**INPUT**
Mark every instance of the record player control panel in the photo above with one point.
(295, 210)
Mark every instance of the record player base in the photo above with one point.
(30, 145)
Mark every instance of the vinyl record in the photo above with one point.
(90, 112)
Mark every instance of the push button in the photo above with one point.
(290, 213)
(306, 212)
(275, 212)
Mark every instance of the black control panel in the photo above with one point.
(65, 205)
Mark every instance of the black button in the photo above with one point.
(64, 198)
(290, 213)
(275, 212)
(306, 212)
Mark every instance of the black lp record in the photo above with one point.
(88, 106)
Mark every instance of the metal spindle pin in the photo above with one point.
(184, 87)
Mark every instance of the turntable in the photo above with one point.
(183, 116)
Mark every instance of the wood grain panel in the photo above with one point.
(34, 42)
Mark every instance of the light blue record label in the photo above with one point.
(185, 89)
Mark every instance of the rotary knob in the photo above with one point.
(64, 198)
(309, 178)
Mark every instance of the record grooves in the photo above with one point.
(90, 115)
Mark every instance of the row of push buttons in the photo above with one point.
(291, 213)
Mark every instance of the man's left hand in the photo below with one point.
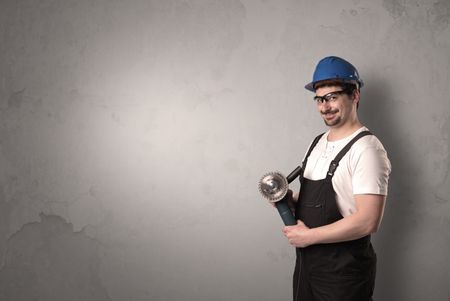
(298, 235)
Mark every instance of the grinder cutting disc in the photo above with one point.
(273, 186)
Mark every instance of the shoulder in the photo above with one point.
(369, 151)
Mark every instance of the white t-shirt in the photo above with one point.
(364, 169)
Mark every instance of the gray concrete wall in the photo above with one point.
(133, 133)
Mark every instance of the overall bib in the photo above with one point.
(343, 271)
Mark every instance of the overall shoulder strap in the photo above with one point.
(313, 144)
(334, 164)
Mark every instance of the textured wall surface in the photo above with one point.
(133, 133)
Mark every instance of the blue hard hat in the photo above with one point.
(333, 67)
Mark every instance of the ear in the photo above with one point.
(356, 96)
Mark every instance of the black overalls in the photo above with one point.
(335, 271)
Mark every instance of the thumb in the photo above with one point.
(300, 223)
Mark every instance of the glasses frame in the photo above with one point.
(329, 96)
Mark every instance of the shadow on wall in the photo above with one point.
(46, 260)
(377, 112)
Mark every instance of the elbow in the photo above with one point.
(372, 227)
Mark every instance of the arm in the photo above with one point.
(364, 221)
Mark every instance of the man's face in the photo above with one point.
(339, 108)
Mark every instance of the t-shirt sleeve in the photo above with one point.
(371, 173)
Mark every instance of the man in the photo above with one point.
(344, 183)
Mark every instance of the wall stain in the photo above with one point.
(46, 260)
(396, 8)
(439, 15)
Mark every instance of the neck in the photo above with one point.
(343, 131)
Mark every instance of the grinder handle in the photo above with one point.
(285, 212)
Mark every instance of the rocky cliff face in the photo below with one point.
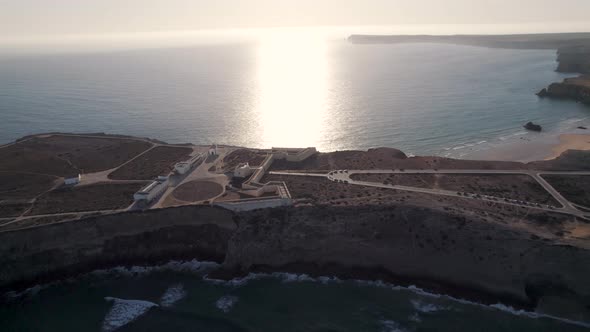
(45, 253)
(475, 255)
(438, 250)
(577, 89)
(574, 59)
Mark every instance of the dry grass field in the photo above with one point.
(156, 162)
(65, 155)
(575, 188)
(102, 196)
(197, 191)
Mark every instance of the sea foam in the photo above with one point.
(172, 295)
(226, 303)
(124, 312)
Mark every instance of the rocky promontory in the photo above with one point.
(533, 127)
(573, 54)
(577, 88)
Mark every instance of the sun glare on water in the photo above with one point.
(293, 89)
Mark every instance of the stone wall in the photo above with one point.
(48, 252)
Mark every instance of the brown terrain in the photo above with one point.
(512, 186)
(62, 155)
(387, 158)
(158, 161)
(236, 157)
(196, 191)
(576, 188)
(482, 250)
(16, 185)
(102, 196)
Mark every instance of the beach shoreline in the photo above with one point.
(535, 148)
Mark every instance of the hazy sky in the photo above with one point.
(54, 17)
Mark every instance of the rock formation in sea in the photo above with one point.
(533, 127)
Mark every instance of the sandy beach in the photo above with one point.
(570, 142)
(532, 148)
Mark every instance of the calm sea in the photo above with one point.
(278, 91)
(290, 91)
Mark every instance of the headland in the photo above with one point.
(490, 231)
(573, 54)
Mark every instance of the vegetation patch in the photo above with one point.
(158, 161)
(96, 197)
(575, 188)
(62, 155)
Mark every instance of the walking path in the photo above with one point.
(343, 176)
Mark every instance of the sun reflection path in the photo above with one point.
(293, 89)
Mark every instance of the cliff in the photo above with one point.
(573, 54)
(434, 249)
(46, 253)
(577, 89)
(478, 256)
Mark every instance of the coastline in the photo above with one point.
(539, 147)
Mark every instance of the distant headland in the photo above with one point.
(573, 54)
(490, 231)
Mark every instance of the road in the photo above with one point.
(567, 206)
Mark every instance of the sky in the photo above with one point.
(27, 18)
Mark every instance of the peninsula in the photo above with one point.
(488, 231)
(573, 54)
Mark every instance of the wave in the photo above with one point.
(192, 266)
(172, 295)
(427, 307)
(391, 326)
(197, 267)
(124, 312)
(291, 277)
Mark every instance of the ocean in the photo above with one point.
(291, 90)
(179, 297)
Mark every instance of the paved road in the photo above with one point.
(568, 207)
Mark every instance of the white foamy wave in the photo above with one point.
(32, 291)
(391, 326)
(226, 303)
(413, 289)
(535, 315)
(285, 277)
(124, 312)
(172, 295)
(292, 277)
(193, 266)
(427, 307)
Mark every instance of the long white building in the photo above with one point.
(152, 191)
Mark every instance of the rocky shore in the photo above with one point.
(577, 89)
(433, 248)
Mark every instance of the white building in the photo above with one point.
(185, 166)
(152, 191)
(243, 171)
(74, 180)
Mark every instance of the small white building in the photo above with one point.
(243, 171)
(152, 191)
(73, 180)
(185, 166)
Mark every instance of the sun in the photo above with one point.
(293, 88)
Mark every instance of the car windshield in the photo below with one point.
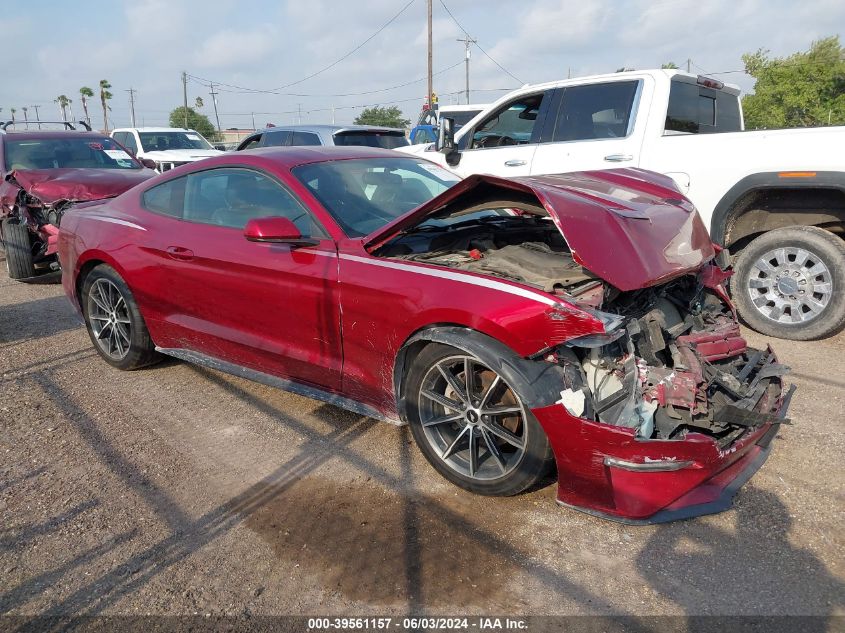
(163, 141)
(385, 140)
(67, 152)
(362, 195)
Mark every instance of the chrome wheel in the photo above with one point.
(790, 285)
(471, 418)
(108, 316)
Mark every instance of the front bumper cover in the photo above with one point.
(606, 471)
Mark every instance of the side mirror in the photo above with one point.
(446, 136)
(276, 230)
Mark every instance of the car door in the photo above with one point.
(591, 127)
(271, 307)
(504, 142)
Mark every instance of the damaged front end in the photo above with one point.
(669, 412)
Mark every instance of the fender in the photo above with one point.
(537, 382)
(769, 180)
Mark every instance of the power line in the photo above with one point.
(486, 54)
(241, 90)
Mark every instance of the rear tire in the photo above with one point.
(114, 322)
(790, 283)
(487, 442)
(18, 249)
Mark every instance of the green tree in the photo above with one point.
(105, 95)
(385, 117)
(86, 93)
(63, 102)
(804, 89)
(196, 121)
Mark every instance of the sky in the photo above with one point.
(272, 45)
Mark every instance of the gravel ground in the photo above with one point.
(178, 490)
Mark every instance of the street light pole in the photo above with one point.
(467, 40)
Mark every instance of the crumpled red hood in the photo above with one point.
(631, 227)
(52, 185)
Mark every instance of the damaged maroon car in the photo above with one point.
(45, 172)
(576, 322)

**ACTION ITEM**
Repeat the listing word for word, but without its pictures.

**ANSWER FOR THIS EXERCISE**
Mark every instance of the record player control panel in the photo above with one point.
(295, 210)
Mark every instance of the record player base in the photo above with one point.
(30, 145)
Mark every instance of the vinyl record in the photo above with one point.
(90, 112)
Mark every instance of the push button in the photo above with one point.
(290, 213)
(306, 212)
(275, 212)
Mark every instance of the black control panel in the photo above with one point.
(65, 205)
Mark every instance of the black button in the photo above with one point.
(64, 198)
(290, 213)
(275, 212)
(306, 212)
Mark every instance of the black lp record in the photo above with one point.
(88, 106)
Mark every instance of the metal spindle pin in the photo above with one point.
(184, 87)
Mark every instance of the turntable in the photo above with one point.
(183, 116)
Mark every instance of the wood grain panel in the photo above with one point.
(34, 42)
Mark every instance of the light blue record label in the photo above with one point.
(185, 89)
Mark every instance of the rotary knob in the photo above with one point.
(64, 198)
(309, 178)
Mark every instance of the record grooves in the photo above with one point.
(90, 115)
Mark every instance of the row of push buttons in the photo above with one point.
(291, 213)
Mark every instance of the man's left hand in the photo below with one point.
(298, 235)
Mark every instance of the grinder cutting disc in the photo above with one point.
(273, 186)
Mark every instance of the shoulder in the photo above with one point.
(369, 151)
Mark every instance of the white t-shirt in the photo above with one point.
(364, 169)
Mark every instance of the gray concrete wall in the photo above with one point.
(133, 133)
Mark every instance of the overall bib in the photo above with one point.
(343, 271)
Mark every instance of the overall shoulder strap in the photo above with one point.
(313, 144)
(334, 164)
Mark every instance of the textured wall surface in the photo above with one point.
(133, 133)
Mark every instance of the blue hard hat in the photo above with one point.
(333, 67)
Mark every instance of the ear in the photo above with one point.
(356, 96)
Mark every instance of the black overalls in the photo above with one point.
(335, 271)
Mark every instance of the thumb in the photo above with one point.
(300, 223)
Mark every instance of the glasses frame in the photo above with one point.
(329, 96)
Mark every instance of the shadow on wall in the photo above with one point.
(46, 260)
(377, 112)
Mark every instance of the elbow in the photo above with one point.
(372, 227)
Mark every instance of the arm in the photo above with one point.
(364, 221)
Mark every instance of the man's face in the photo above with one point.
(339, 108)
Mark every instance of the t-shirt sleeve in the photo above with one point.
(371, 173)
Mark every instance of the man in the photo above with one point.
(344, 183)
Mark every instance of the wall stain in the photo above with one point.
(46, 260)
(396, 8)
(439, 15)
Mark every instance of the neck in the photo above with one point.
(343, 131)
Mark every instance of the grinder handle in the photo above with one point.
(285, 212)
Mark every instance of the rocky cliff face in the photo below with one point.
(45, 253)
(475, 255)
(438, 250)
(577, 89)
(574, 59)
Mark every instance of the dry grass field in the photo above with one point.
(156, 162)
(65, 155)
(575, 188)
(102, 196)
(197, 191)
Mark every instance of the sea foam in the photo above with one point.
(172, 295)
(226, 303)
(124, 312)
Mark every instance of the rocky promontory in the photo above with one point.
(533, 127)
(573, 54)
(577, 88)
Mark every instance of the sun glare on water in the photo above with one point.
(293, 89)
Mark every instance of the stone wall in the photo above with one point.
(48, 252)
Mark every instance of the brown terrain in the photo above with one point.
(512, 186)
(62, 155)
(387, 158)
(158, 161)
(236, 157)
(196, 191)
(576, 188)
(482, 250)
(16, 185)
(102, 196)
Mark every instance of the beach shoreline in the photo above with one point.
(535, 148)
Mark every instance of the hazy sky in the photo above with one point.
(54, 17)
Mark every instance of the rock formation in sea in the photo above with one point.
(533, 127)
Mark every instance of the sandy beach in the photo above with one point.
(570, 142)
(532, 148)
Mark every instance of the calm sea in the photo above with one point.
(278, 91)
(290, 91)
Mark every instance of the headland in the photo above with one point.
(490, 231)
(573, 54)
Mark every instance of the vegetation patch in the photo above with one point.
(158, 161)
(96, 197)
(575, 188)
(62, 155)
Mark every instance of the walking path in the photo above with one point.
(343, 176)
Mark every instance of the sun reflection path in the photo above with one point.
(293, 89)
Mark every instance of the cliff in the photo above with one point.
(573, 54)
(434, 249)
(46, 253)
(577, 89)
(478, 256)
Mark every instance of the coastline in the photo above with one point.
(539, 147)
Mark every instance of the distant headland in the photo above with one point.
(573, 54)
(490, 231)
Mark every instance of the road in the photo above with one point.
(567, 206)
Mark every instance of the sky in the photo above with one point.
(27, 18)
Mark every instance of the peninsula in the photo above with one point.
(488, 231)
(573, 54)
Mark every instance of the wave in the photo above with one point.
(192, 266)
(172, 295)
(427, 307)
(391, 326)
(197, 267)
(124, 312)
(291, 277)
Mark every instance of the ocean in the photo above with one point.
(291, 90)
(179, 297)
Mark every instance of the paved road in the photo above with one point.
(568, 207)
Mark every instance of the white foamy wave in the photo above with one point.
(32, 291)
(391, 326)
(226, 303)
(413, 289)
(535, 315)
(285, 277)
(124, 312)
(172, 295)
(292, 277)
(193, 266)
(427, 307)
Mark every instance of the long white building in the photo above with one point.
(152, 191)
Mark every instance of the rocky shore in the photo above with one point.
(577, 89)
(433, 248)
Mark every instance of the white building in the photo above with one point.
(185, 166)
(152, 191)
(243, 171)
(74, 180)
Mark every instance of the small white building in the photo above with one point.
(243, 171)
(152, 191)
(73, 180)
(185, 166)
Mark every instance of the sun in the photo above with one point.
(293, 88)
Mark every instance of the car windshield in the photo below with one point.
(163, 141)
(385, 140)
(67, 152)
(362, 195)
Mark every instance of the chrome wheel in the photo above with one point.
(790, 285)
(471, 418)
(108, 316)
Mark every instance of the front bumper cover in the photo above with one point.
(606, 471)
Mark every instance of the side mirror in the photo above with one point.
(446, 136)
(276, 230)
Mark every instance of the car door in the photo above with one point.
(591, 127)
(271, 307)
(504, 142)
Mark every instance of the damaged front end in the photo above with one point.
(669, 412)
Mark every instance of the fender in the photo above with one point.
(537, 382)
(769, 180)
Mark every instance of the power line in the photo above with one point.
(486, 54)
(241, 90)
Mark every instance of the rear tire in the photo above with one point.
(114, 322)
(790, 283)
(487, 442)
(18, 249)
Mark every instance of the green tree in the photo above with one point.
(105, 95)
(385, 117)
(86, 93)
(63, 102)
(804, 89)
(196, 121)
Mark every instance of the sky in the photo above with one point.
(272, 45)
Mark every instance of the gravel ground in the photo above with one point.
(178, 490)
Mark every instance of the street light pole in the photo above with one point.
(467, 40)
Mark every instance of the crumpled red hood in the photo above with one point.
(631, 227)
(52, 185)
Mark every instance of the damaged maroon car in the photo above with one point.
(45, 172)
(576, 322)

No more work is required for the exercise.